**WHAT YOU NEED TO DO**.
A - In the text about mitochondria and DNA damage, how can the process that powers cells also end up killing them? Answer in one to three sentences.
B - Go on with the text about mitochondria and DNA damage, starting after its last sentence.
[[ TEXT UNDER STUDY, beginning ]]
Humans need energy to function, so might be hard to imagine how a naturally occurring process that generates power for the body can also harm its cells. But it does, according to Samuel Wilson, M.D., and members of his NIEHS DNA Repair and Nucleic Acid Enzymology Group.
Based on work done by Wilson’s research fellow Melike Caglayan, Ph.D., the team determined how this particular type of damage leads to DNA strand breaks, and ultimately, cell death. The scientists used biochemical and cell biology methods, along with X-ray crystallography, to uncover the inner workings of cells. Their recent findings , published in the journal Nature Communications, may help scientists better understand the origins of some human diseases.
Wilson said that cellular mitochondria, which are specialized energy-producing machines that fuel cells, also produce molecules that harm cellular DNA and proteins. These harmful molecules, known as reactive oxygen species (ROS), can alter the chemical composition of the compounds used to build DNA, as well as DNA itself. If the DNA building blocks are not restored to their original shape, or if DNA is structurally modified due to ROS, the DNA can break, triggering the cell to self-destruct.
[[ TEXT UNDER STUDY, end ]]
[[ EXTRACTED RECORDS, beginning ]]
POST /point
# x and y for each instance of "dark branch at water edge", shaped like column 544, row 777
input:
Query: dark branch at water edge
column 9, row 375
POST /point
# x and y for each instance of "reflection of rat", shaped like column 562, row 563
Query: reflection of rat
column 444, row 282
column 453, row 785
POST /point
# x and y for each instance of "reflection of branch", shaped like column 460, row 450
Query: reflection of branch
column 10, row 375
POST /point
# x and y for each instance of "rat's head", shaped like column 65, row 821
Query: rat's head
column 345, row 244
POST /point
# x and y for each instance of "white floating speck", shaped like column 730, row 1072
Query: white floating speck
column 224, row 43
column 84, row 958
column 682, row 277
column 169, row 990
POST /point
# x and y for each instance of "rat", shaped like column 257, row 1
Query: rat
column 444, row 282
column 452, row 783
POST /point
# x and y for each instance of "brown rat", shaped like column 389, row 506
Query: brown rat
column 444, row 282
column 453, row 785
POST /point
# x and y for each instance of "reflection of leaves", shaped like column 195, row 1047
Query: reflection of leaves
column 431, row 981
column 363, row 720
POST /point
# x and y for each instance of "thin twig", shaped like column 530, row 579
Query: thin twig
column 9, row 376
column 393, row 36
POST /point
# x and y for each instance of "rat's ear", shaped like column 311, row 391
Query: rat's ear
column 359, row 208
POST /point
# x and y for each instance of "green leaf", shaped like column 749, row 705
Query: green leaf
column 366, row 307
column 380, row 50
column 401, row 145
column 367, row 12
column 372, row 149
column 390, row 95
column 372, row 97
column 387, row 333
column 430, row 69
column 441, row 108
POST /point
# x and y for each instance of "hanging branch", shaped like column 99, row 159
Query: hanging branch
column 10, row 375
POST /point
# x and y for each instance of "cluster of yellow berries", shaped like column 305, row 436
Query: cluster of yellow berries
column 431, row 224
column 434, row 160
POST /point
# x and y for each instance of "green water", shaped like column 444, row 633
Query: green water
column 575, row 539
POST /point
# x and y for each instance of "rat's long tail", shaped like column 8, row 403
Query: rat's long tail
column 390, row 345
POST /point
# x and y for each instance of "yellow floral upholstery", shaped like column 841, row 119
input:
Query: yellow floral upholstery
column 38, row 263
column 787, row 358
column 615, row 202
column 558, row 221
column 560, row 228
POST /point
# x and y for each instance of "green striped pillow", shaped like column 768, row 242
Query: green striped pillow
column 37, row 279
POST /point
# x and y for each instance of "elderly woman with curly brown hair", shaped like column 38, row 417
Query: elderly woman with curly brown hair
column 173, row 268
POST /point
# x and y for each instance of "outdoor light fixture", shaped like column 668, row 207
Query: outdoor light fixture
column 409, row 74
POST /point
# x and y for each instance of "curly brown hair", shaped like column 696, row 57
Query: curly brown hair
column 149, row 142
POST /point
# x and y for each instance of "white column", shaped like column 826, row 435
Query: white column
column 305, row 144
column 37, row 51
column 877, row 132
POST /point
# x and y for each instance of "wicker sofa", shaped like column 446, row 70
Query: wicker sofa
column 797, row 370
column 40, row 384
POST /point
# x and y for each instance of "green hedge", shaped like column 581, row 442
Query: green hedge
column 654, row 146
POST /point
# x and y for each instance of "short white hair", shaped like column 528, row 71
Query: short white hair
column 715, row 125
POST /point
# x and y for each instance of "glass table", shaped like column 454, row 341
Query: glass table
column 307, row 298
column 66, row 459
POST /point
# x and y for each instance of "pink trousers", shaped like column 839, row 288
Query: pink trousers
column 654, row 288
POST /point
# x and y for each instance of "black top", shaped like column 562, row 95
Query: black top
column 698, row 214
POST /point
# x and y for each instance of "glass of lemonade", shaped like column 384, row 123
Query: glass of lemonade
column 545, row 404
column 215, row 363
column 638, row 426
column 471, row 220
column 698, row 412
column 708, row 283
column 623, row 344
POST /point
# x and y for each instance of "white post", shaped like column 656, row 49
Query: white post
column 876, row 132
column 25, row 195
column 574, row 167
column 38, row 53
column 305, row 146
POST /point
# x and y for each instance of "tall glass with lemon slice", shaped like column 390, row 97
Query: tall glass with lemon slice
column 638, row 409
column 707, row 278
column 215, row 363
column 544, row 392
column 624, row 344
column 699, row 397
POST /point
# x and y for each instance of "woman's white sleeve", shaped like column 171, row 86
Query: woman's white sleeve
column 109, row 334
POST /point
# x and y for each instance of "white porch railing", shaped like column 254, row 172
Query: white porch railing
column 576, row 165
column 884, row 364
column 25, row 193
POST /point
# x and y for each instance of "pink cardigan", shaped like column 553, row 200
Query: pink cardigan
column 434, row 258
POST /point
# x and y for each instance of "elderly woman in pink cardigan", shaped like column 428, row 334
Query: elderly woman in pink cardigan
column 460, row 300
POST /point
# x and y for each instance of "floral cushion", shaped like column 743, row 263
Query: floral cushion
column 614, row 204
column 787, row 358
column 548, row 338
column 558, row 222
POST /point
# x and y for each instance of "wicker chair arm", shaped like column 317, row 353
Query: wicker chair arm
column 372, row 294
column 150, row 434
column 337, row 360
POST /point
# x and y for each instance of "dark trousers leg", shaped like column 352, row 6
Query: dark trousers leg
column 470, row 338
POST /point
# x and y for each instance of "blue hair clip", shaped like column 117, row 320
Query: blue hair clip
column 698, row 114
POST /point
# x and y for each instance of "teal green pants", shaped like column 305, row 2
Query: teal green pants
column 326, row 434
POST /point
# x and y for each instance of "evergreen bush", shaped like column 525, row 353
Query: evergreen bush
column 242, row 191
[[ EXTRACTED RECORDS, end ]]
**TASK ANSWERS**.
A - Mitochondria fuel cells, but they also produce reactive oxygen species (ROS). ROS can change the chemical makeup of DNA's building blocks and of DNA itself. If those building blocks are not restored or the DNA is structurally modified, the DNA can break, and that triggers the cell to self-destruct.

B -
"When ROS-modified compounds are incorporated into a DNA strand, they cause frayed ends that can’t be properly glued together during DNA repair," Wilson said. "This gap or break in DNA can initiate cell death."
The double-edged sword
The pressure that ROS places on cells is called oxidative stress, and it happens all the time. The body takes advantage of the killing power of ROS in a series of steps known as innate immunity, or the natural immunity a person is born with.
For example, Wilson explained that when a bacterium enters the body, a white blood cell activates a special immune cell called a macrophage. The macrophage douses the bacterium with ROS. Just as ROS causes breaks in human cellular and mitochondrial DNA, it will go to work breaking the bacterium’s DNA. That way, the macrophage kills the bacterium before engulfing it.
The scheme is a wonderfully resourceful way to kill living things that could make a person sick, but what happens when the invader is not alive? Take, for example, the particles in cigarette smoke or smog. When these small pieces of matter enter human lung cells, they trigger a similar ROS response by macrophages.
The macrophages use the same mechanism to get rid of invaders. But in this case, the oxidative stress eventually leads to fibrosis, which is the thickening or scarring of tissue seen in chronic lung disease. Wilson mentioned other conditions, such as cataracts, cardiovascular disease, and some neurodegenerative disorders, that are also linked to the effects of oxidative stress.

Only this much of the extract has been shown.